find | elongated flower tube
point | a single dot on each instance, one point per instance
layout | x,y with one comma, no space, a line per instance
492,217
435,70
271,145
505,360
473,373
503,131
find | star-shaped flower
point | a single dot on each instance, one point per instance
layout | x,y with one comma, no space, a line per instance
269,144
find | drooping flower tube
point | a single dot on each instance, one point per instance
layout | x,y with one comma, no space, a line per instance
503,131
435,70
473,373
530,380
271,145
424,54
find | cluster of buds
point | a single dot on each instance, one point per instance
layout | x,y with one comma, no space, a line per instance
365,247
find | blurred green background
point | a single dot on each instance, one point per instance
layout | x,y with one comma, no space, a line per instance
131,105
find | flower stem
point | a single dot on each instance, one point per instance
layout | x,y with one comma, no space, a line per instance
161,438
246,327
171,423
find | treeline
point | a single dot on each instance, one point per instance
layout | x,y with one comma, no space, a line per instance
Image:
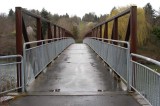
148,25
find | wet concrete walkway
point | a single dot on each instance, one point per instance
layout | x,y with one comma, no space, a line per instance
76,75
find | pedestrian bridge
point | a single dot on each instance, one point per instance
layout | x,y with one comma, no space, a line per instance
98,72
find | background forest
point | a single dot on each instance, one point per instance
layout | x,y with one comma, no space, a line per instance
148,28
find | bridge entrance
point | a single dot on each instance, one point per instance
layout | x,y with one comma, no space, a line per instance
102,71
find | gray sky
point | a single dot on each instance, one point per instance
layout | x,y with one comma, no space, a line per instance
74,7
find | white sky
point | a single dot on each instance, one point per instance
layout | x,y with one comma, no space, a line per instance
74,7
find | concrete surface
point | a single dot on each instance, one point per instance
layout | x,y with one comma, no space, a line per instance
77,77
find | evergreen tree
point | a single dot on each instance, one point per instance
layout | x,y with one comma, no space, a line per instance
149,13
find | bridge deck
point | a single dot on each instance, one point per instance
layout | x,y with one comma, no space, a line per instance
77,74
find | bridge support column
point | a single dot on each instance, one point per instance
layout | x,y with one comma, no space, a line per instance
19,45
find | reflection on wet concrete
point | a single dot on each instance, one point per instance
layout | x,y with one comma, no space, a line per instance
77,69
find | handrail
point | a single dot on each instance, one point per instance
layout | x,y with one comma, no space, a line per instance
146,58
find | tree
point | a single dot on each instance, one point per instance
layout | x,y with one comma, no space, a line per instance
11,13
149,13
143,27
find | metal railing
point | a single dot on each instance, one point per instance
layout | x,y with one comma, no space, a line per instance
136,75
116,56
38,57
8,73
146,81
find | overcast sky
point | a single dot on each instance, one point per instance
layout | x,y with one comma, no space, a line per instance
74,7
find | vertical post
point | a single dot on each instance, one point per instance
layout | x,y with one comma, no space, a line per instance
133,29
116,29
55,31
19,44
59,32
106,31
39,32
49,31
100,31
133,35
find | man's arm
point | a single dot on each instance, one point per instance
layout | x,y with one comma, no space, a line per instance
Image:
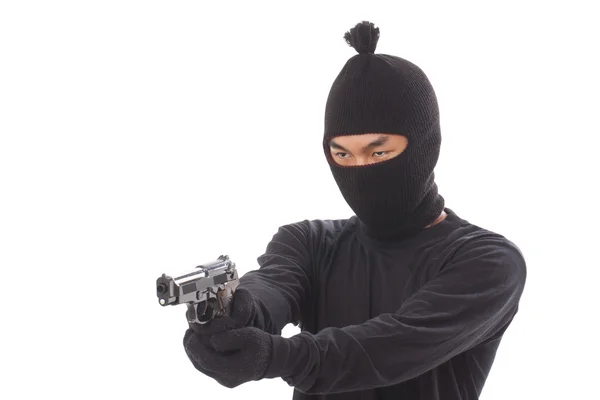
284,279
474,297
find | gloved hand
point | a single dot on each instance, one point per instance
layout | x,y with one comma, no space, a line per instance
243,311
232,357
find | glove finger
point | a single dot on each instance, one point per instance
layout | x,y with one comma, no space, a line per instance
216,325
242,307
204,358
230,341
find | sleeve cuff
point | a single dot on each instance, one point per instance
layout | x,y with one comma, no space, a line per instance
288,354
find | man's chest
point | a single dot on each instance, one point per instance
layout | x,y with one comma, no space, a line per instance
357,284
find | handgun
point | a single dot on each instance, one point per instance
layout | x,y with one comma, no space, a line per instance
207,290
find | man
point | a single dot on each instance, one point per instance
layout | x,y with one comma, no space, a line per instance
404,300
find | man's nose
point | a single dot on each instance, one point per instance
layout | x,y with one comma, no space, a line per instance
363,161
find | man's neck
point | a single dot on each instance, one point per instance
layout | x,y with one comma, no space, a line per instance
439,219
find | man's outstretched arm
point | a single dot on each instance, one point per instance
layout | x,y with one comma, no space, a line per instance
474,297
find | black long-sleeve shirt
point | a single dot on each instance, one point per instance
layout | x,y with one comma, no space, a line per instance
420,319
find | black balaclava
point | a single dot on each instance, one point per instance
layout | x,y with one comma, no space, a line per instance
379,93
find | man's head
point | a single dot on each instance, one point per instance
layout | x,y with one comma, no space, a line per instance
369,148
382,139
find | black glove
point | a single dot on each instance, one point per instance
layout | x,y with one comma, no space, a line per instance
232,357
243,312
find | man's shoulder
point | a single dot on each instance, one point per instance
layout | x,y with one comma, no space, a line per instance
479,246
320,226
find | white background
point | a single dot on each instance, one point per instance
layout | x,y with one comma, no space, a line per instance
142,137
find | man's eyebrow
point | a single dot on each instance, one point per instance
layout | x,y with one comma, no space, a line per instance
381,140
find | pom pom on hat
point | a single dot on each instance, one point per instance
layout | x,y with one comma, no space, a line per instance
363,37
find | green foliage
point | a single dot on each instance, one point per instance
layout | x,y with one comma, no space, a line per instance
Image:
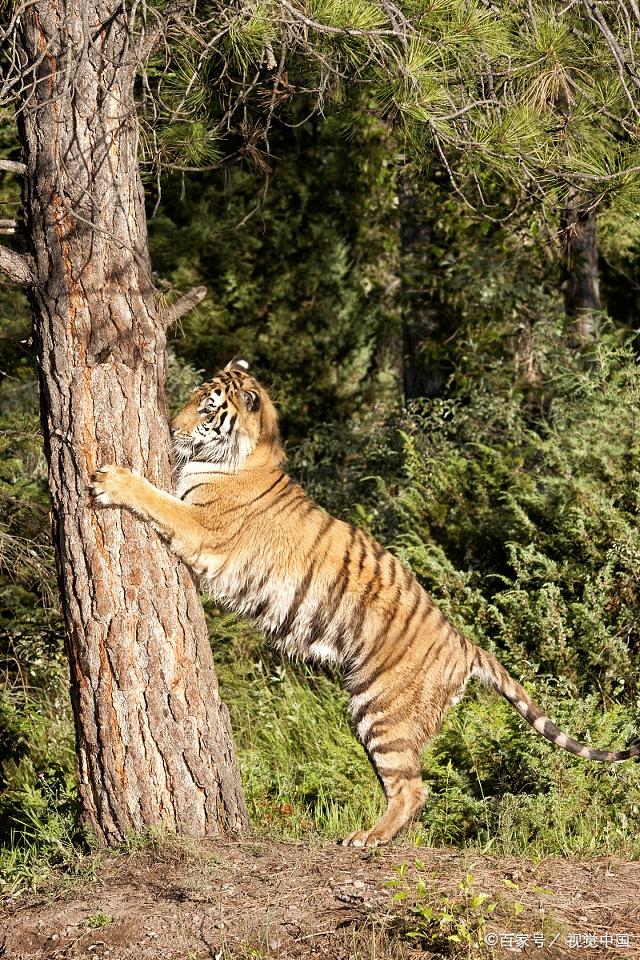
306,288
452,926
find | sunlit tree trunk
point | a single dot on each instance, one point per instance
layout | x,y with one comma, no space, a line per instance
154,742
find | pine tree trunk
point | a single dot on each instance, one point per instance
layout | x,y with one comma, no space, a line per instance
154,742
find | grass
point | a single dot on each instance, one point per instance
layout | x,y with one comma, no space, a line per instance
494,785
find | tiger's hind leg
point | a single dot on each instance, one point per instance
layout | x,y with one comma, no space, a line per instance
395,757
405,794
393,742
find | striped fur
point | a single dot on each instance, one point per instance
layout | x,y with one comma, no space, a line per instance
322,589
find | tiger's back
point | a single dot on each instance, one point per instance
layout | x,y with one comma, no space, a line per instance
319,587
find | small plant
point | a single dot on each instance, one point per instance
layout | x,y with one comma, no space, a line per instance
98,920
452,926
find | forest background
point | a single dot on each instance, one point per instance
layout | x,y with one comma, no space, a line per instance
436,388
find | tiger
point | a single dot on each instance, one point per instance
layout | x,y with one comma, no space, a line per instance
320,588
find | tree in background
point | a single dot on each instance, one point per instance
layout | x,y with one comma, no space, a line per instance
451,79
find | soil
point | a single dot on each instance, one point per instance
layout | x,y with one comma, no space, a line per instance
254,899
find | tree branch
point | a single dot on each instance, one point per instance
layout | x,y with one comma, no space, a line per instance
19,267
155,36
12,166
185,304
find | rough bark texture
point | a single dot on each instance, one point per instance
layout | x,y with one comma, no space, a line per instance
154,741
581,283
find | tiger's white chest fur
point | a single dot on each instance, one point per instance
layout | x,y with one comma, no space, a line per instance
267,601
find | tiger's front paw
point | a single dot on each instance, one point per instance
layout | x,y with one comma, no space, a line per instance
109,486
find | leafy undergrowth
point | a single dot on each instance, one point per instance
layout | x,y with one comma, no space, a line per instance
259,899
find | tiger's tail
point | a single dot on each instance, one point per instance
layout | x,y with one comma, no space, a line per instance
490,671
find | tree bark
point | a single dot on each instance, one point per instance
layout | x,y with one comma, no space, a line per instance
581,282
154,742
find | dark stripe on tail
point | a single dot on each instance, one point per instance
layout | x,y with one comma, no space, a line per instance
487,668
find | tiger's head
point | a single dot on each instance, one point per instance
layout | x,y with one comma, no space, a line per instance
227,420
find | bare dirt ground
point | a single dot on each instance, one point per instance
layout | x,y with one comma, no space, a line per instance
257,899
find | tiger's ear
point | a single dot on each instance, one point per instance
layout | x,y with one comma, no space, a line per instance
250,399
238,363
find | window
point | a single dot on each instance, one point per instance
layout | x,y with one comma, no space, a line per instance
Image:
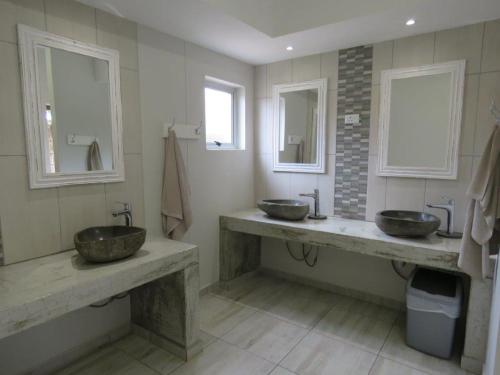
223,115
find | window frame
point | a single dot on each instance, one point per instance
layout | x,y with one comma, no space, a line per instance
215,84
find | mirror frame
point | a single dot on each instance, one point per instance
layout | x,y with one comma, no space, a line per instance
29,40
319,166
450,171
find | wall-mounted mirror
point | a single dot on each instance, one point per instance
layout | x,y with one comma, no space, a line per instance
299,126
420,117
72,110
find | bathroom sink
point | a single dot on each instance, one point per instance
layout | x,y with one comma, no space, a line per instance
106,244
407,223
287,209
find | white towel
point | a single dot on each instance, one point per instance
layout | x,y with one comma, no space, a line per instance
175,200
483,211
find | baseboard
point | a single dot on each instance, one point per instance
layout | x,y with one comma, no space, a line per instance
66,358
379,300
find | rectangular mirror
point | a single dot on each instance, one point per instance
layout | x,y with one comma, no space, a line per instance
72,110
420,117
299,126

····················

What this task involves =>
Beginning with the line that contains "find | wall-mounted mirror", repeat every line through the end of the records and nothing more.

Worked answer =>
find | wall-mounted mirror
point | a single dot on each instance, one point per instance
layout | x,y with one comma, no space, a line per instance
299,126
420,117
72,110
find | bathroom sink
point | a single dot on each instance, one point per instance
layout | x,y with one comma, no space, a line per instance
106,244
407,223
287,209
find | white towel
point | a single dot on each instance, one point per instance
layout | x,y with one comma, no space, a line per instance
175,200
483,211
find | baseboard
point | a single dot on each instance, one point per instance
layout | x,y with one comma, no space, a line per instance
66,358
379,300
find | rectangular mirror
point | a single dot on each instance, one point per instance
layout | x,y with one comma, no space, a line per instance
72,110
420,117
299,126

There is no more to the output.